**Task objective:** Your reply must be the number of lines in the entries that hold the word "space", and nothing else.

**Data provided:**
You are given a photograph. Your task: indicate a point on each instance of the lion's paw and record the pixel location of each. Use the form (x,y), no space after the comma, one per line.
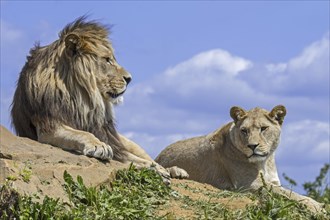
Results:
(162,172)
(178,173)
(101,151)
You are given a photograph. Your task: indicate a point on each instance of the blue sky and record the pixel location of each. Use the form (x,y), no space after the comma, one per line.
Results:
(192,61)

* * *

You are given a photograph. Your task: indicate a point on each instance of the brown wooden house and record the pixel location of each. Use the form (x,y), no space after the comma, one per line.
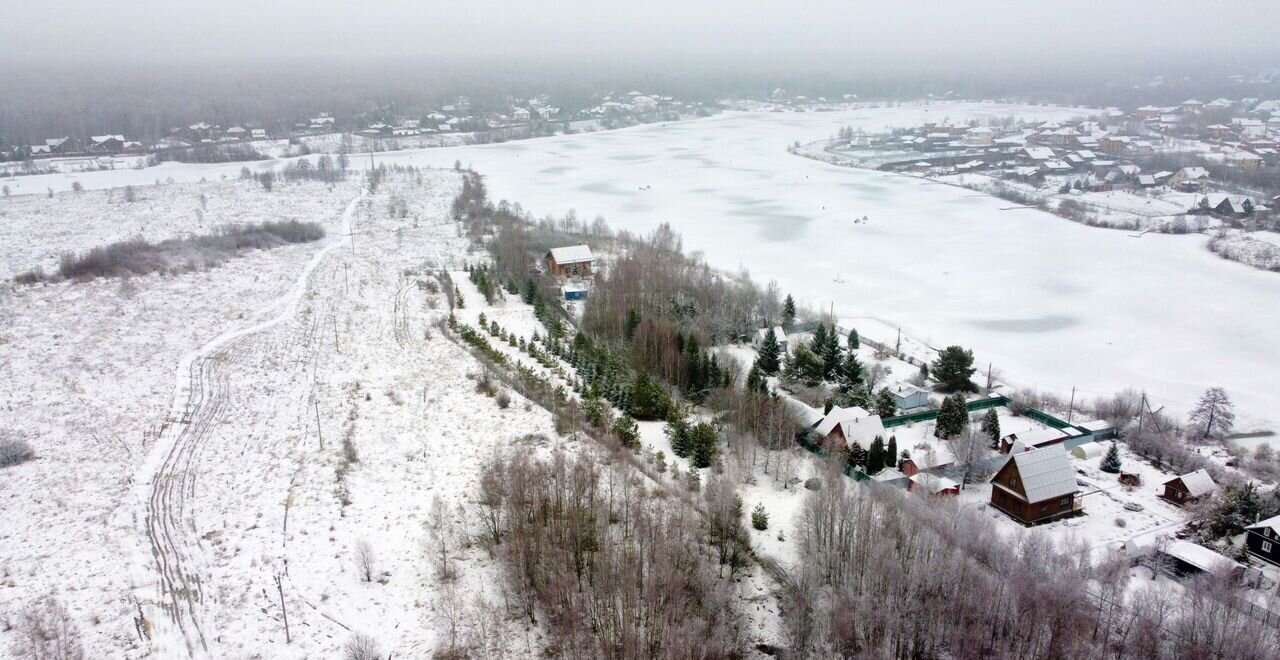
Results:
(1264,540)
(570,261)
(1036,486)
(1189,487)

**Solution for this task:** 3